**What is required:** From the line that has "Could you point out the horse's muzzle" down to the final line of the listing below, transcribe every line exactly, and only those.

**Raw data:**
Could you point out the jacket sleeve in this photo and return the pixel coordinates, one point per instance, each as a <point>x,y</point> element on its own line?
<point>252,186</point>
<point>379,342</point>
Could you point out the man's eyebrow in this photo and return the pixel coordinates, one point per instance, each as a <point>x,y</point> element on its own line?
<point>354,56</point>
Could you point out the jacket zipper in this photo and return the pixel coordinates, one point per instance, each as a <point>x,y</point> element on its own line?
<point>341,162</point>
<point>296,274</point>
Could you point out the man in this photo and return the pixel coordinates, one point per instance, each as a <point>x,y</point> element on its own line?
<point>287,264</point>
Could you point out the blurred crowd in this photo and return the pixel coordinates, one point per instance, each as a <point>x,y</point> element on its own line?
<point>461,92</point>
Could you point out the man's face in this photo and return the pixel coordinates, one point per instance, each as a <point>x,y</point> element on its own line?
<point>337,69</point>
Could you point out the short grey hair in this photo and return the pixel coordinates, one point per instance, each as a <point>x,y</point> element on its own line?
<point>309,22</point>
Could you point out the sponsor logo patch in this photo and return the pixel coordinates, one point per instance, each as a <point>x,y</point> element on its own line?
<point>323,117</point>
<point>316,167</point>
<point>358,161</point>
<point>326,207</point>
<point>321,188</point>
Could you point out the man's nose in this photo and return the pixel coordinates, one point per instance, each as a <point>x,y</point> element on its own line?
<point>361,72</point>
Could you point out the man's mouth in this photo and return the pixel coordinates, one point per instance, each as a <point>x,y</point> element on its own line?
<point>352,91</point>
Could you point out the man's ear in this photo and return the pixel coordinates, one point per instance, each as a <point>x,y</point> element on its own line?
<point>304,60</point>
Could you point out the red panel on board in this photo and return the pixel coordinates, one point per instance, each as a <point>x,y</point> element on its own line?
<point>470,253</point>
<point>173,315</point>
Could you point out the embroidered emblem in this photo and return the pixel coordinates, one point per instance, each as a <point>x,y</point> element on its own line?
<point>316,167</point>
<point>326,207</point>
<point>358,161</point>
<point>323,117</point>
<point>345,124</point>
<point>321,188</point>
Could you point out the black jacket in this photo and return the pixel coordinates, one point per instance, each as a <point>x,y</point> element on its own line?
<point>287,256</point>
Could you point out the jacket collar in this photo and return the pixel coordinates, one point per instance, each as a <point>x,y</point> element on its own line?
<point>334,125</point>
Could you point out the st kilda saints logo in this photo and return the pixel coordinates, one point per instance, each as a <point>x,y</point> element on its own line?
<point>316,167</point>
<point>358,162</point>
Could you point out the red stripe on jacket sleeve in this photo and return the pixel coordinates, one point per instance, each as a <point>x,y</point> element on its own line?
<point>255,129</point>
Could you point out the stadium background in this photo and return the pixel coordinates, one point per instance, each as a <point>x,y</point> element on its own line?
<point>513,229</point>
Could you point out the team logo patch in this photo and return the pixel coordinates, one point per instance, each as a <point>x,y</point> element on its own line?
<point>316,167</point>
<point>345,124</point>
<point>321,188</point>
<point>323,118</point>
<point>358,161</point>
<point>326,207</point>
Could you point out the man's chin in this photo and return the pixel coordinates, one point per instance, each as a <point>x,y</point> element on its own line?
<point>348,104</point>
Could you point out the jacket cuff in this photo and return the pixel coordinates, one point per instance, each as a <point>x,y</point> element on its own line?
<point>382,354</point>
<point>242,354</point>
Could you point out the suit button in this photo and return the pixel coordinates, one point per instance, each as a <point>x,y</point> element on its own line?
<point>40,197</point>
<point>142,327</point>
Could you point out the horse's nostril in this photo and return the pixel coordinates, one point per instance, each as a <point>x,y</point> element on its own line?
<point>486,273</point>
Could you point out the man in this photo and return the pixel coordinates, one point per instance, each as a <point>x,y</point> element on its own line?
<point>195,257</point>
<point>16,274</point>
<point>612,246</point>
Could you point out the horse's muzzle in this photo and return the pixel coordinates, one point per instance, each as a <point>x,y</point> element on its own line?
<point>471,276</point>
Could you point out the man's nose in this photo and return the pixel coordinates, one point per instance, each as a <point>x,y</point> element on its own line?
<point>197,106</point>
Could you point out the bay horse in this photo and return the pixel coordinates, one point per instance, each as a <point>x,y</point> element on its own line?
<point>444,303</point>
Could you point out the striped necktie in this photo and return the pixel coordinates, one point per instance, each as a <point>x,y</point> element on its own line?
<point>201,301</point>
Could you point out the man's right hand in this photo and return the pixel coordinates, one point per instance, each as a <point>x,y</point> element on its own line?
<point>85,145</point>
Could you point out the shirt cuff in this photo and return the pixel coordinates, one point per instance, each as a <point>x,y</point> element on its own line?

**Finished answer:**
Could you point out the horse's muzzle in this photo and return the pixel coordinates, one point per instance, each as a <point>x,y</point> element on its own line?
<point>471,276</point>
Could you point out the man's nose in this photo and return the pixel coordinates, one point per instance, each as a <point>x,y</point> element on its own line?
<point>197,106</point>
Could you point out the bay horse in this photo and return the pixel coordinates, one point per instance, each as a <point>x,y</point> element on its own line?
<point>444,303</point>
Could you point out the striped necktie in this photo and return the pixel coordinates, one point per instance, each as a <point>x,y</point> element on its own line?
<point>201,301</point>
Could you point out the man's right hand in this photo and return the pixel coordinates, one point per instance, each as a <point>x,y</point> element on its own line?
<point>85,145</point>
Could you point out the shirt cuff in this photo and return the pixel coordinates, one point per instance, each as a <point>x,y</point> element on its own line?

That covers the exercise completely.